------ EXTRACTED INFORMATION ------

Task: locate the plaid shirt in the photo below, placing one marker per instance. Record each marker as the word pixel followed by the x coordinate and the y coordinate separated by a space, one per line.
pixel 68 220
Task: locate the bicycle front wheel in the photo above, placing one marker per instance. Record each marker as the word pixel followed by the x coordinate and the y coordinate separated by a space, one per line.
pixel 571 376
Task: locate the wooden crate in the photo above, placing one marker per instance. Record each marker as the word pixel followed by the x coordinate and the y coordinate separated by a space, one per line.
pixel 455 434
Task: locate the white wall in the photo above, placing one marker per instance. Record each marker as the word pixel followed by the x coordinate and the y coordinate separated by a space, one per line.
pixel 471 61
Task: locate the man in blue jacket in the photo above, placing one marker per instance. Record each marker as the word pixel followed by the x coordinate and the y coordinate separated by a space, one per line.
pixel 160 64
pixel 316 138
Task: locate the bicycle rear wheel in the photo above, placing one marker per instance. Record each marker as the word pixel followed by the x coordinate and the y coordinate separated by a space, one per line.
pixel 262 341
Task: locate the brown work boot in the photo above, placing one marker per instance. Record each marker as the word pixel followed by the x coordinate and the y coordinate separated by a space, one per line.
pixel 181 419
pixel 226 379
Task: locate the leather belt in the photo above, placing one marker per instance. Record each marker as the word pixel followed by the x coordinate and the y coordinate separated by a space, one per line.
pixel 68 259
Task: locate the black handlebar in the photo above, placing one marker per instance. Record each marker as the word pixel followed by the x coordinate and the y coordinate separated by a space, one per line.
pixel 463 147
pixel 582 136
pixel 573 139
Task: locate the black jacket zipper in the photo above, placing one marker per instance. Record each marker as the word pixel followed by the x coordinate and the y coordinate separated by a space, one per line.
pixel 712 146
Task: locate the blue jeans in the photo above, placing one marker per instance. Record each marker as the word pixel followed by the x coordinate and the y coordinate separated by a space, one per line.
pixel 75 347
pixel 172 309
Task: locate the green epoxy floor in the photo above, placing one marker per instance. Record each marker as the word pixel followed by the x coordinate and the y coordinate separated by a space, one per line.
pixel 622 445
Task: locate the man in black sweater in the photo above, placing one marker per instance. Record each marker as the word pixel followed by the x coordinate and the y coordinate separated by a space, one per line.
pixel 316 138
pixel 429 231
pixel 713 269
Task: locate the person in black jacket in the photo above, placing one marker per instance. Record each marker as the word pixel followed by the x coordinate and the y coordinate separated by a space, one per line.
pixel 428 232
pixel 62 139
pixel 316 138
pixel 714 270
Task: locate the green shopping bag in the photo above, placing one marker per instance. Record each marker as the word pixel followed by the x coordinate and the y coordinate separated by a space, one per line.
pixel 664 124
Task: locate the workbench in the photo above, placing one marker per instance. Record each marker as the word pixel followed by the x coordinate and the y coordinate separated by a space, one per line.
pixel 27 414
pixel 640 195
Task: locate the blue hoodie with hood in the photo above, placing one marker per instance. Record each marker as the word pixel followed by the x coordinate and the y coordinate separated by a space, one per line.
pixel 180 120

------

§ **EXERCISE GOAL**: Convert the records above into a Markdown table with the columns Row and Line. Give each line its own row with its number, and leave out any blank lines.

§ **TASK SOLUTION**:
| Row | Line |
|---|---|
| 1 | Task: locate the plaid shirt in the photo below, placing one marker per instance. Record each marker as the word pixel followed by the x coordinate and the y coordinate separated by a space, one per line. |
| 2 | pixel 68 220 |
| 3 | Task: locate the bicycle front wheel in the photo above, placing one marker per instance. Record each marker as the word pixel followed by the x coordinate and the y coordinate separated by a space, one per line. |
| 4 | pixel 571 376 |
| 5 | Task: locate the wooden crate in the photo above, placing one marker per instance. Record each marker as the word pixel followed by the x coordinate and the y coordinate separated by a space, one per line. |
| 6 | pixel 455 434 |
| 7 | Task: locate the white wall in the photo above, placing one marker per instance. Record each marker as the word pixel followed by the x coordinate and the y coordinate separated by a space, one per line. |
| 8 | pixel 471 61 |
| 9 | Task: locate the man in blue jacket in the photo above, placing one marker per instance. Record each marker as the word pixel followed by the x coordinate and the y coordinate separated by a space, one per line. |
| 10 | pixel 160 64 |
| 11 | pixel 316 138 |
| 12 | Task: locate the bicycle rear wheel in the photo above, placing one marker per instance. Record each marker as the word pixel followed by the x coordinate and the y coordinate separated by a space, one per line. |
| 13 | pixel 262 341 |
| 14 | Task: locate the brown work boot in the photo above, placing one marker per instance. Record each marker as the word pixel followed by the x coordinate and the y coordinate separated by a space, one per line. |
| 15 | pixel 181 419 |
| 16 | pixel 226 379 |
| 17 | Task: locate the leather belt in the photo above, placing one marker per instance. Record each marker as the word pixel followed by the x coordinate and the y coordinate separated by a space, one per line. |
| 18 | pixel 68 259 |
| 19 | Task: locate the black handlebar in the photo above, placing one marker per instance. Record each marker as the word pixel followed by the x coordinate and the y coordinate separated by a space, one per line. |
| 20 | pixel 463 147 |
| 21 | pixel 582 136 |
| 22 | pixel 573 139 |
| 23 | Task: locate the black jacket zipper in the photo above, placing one marker per instance. Record each marker as the word pixel followed by the x coordinate and the y coordinate separated by a space, one per line. |
| 24 | pixel 712 146 |
| 25 | Task: locate the blue jeans in the photo above, placing one marker per instance. Record each marker as the word pixel followed by the x coordinate and the y coordinate separated by a space, one per line. |
| 26 | pixel 75 347 |
| 27 | pixel 172 309 |
| 28 | Task: locate the green epoxy floor in the photo above, placing one marker per instance. Record each marker as the word pixel followed by the x coordinate and the y coordinate separated by a space, one per line. |
| 29 | pixel 622 445 |
| 30 | Task: locate the man in black sweater in the photo above, placing one marker per instance. Record each marker as the word pixel followed by the x coordinate and the y coordinate separated by a space, one per line. |
| 31 | pixel 316 138 |
| 32 | pixel 429 231 |
| 33 | pixel 713 269 |
| 34 | Task: locate the person in black jacket in the photo above, placing one marker per instance. Record each marker as the word pixel followed by the x coordinate and the y coordinate separated by a space, one per line. |
| 35 | pixel 428 232 |
| 36 | pixel 62 139 |
| 37 | pixel 316 138 |
| 38 | pixel 714 270 |
| 39 | Task: locate the green shopping bag in the photo above, placing one marker per instance. Record each marker as the word pixel followed by the x coordinate and the y coordinate separated by a space, one per line. |
| 40 | pixel 664 124 |
| 41 | Task: locate the workbench in the photo above, placing one marker per instance. Record each marker as the word pixel followed by the x coordinate and the y coordinate separated by a space, one per line. |
| 42 | pixel 27 414 |
| 43 | pixel 640 195 |
| 44 | Task: locate the blue hoodie with hood in the photo above, placing one marker per instance. Record each marker as the word pixel followed by the x coordinate and the y coordinate separated by a space, one per line. |
| 45 | pixel 180 120 |